* _PROMPT_
Proceed with the pull request description on synchronizing database access, continuing directly after its final sentence in the same voice.

* _PASSAGE PROVIDED_
Synchronize DB access #8118

pihme · 2021-11-01T16:16:59Z

Description

This PR adds the synchronized keyword to all state methods. The change was motivated by the recent bug which led to concurrent calls to these classes. The root cause was identified by @Zelldon and is being addressed in #8101.

The PR proposes an additional safety net by protecting the called methods from synchronized access. The benefit of this approach is that concurrent access is prevented at runtime.

Review Hints

One common objection to using synchronized is the risk of dead and live locks. However, since we program with the assumption of single threaded access anyway, those should not occur. Also, if they occur one could argue that this is the better outcome than the danger of dirty reads and writes
Second objection often is performance impact. I ran a benchmark http://34.77.165.228/d/I4lo7_EZk/zeebe?orgId=1&refresh=10s&var-DS_PROMETHEUS=Prometheus&var-namespace=pihme-hardening-synchronized&var-pod=All&var-partition=All It ran for more than a week now and it is without the fix to the original bug. I couldn't see any performance impact. However, this might be due to the benchmark not reaching the performance limits.

* _LISTED RECORDS_

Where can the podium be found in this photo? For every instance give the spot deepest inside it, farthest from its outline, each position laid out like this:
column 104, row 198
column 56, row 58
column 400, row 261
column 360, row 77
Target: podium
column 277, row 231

* _RESULT_
Also note that I made the changes before Nico backported the standardization of Idea code formatting templates. So there is some reordering. Maybe I should repeat the changes with these standardized settings, but I wanted to test the waters first
@Zelldon I added you as reviewer, because I saw you squirm when I mentioned this option to you a week ago. So feel free to weigh in on this one.

Related issues

related to #7988 and other related bugs

Definition of Done

Not all items need to be done depending on the issue and the pull request.

Code changes:

The changes are backwards compatibility with previous versions
If it fixes a bug then PRs are created to backport the fix to the last two minor versions. You can trigger a backport by assigning labels (e.g. backport stable/0.25) to the PR, in case that fails you need to create backports manually.

Testing:

There are unit/integration tests that verify all acceptance criterias of the issue
New tests are written to ensure backwards compatibility with further versions
The behavior is tested manually
The change has been verified by a QA run
The impact of the changes is verified by a benchmark

Documentation:

The documentation is updated (e.g. BPMN reference, configuration, examples, get-started guides, etc.)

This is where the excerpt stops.